Exercise requirements | The response must contain all of the entries, each one repeated exactly.

Source data |
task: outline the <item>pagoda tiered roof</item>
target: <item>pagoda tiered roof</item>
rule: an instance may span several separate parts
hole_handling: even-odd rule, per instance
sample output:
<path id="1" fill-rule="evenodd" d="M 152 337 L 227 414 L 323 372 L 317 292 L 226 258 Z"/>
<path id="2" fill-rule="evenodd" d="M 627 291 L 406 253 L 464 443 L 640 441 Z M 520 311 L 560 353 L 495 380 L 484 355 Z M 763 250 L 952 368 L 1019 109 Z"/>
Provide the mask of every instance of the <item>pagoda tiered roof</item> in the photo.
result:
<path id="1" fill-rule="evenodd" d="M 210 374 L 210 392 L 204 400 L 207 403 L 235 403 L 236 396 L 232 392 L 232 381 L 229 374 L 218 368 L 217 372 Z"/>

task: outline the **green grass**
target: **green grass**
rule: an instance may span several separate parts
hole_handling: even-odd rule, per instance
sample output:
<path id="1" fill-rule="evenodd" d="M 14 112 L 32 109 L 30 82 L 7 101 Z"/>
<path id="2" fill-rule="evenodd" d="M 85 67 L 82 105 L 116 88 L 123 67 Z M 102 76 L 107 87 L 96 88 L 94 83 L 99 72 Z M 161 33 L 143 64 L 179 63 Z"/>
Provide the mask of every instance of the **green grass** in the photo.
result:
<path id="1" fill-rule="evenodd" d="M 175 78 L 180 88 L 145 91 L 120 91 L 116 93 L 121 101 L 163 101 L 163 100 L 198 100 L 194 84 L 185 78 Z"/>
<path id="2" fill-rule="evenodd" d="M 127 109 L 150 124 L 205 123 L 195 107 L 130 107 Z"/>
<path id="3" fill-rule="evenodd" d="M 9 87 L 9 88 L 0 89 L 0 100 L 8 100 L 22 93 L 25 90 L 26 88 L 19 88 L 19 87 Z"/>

Exercise answer |
task: outline the <item>pagoda tiered roof</item>
target: <item>pagoda tiered roof</item>
rule: an instance may span several separate parts
hole_handling: even-odd rule, per instance
sample output:
<path id="1" fill-rule="evenodd" d="M 152 337 L 227 414 L 323 372 L 317 292 L 226 258 Z"/>
<path id="2" fill-rule="evenodd" d="M 627 291 L 406 253 L 464 443 L 640 441 Z M 520 311 L 560 353 L 495 380 L 484 355 Z M 763 250 L 952 368 L 1019 109 Z"/>
Provide the mask of every instance of the <item>pagoda tiered roof</item> in the photo.
result:
<path id="1" fill-rule="evenodd" d="M 210 374 L 210 392 L 204 400 L 207 403 L 235 403 L 236 396 L 232 392 L 232 381 L 229 374 L 218 368 L 217 372 Z"/>

task: outline the **green grass**
target: **green grass**
rule: an instance may span several separate parts
hole_handling: even-odd rule, per instance
sample output:
<path id="1" fill-rule="evenodd" d="M 14 112 L 32 109 L 30 82 L 7 101 Z"/>
<path id="2" fill-rule="evenodd" d="M 85 67 L 82 105 L 116 88 L 123 67 Z M 102 76 L 107 87 L 96 88 L 94 83 L 99 72 Z M 161 33 L 143 64 L 179 63 Z"/>
Provide the mask of every instance of the **green grass** in the photo.
result:
<path id="1" fill-rule="evenodd" d="M 175 78 L 180 88 L 145 91 L 120 91 L 116 93 L 121 101 L 163 101 L 163 100 L 198 100 L 194 84 L 185 78 Z"/>
<path id="2" fill-rule="evenodd" d="M 127 109 L 150 124 L 205 123 L 195 107 L 130 107 Z"/>
<path id="3" fill-rule="evenodd" d="M 9 87 L 9 88 L 0 89 L 0 100 L 8 100 L 22 93 L 25 90 L 26 88 L 19 88 L 19 87 Z"/>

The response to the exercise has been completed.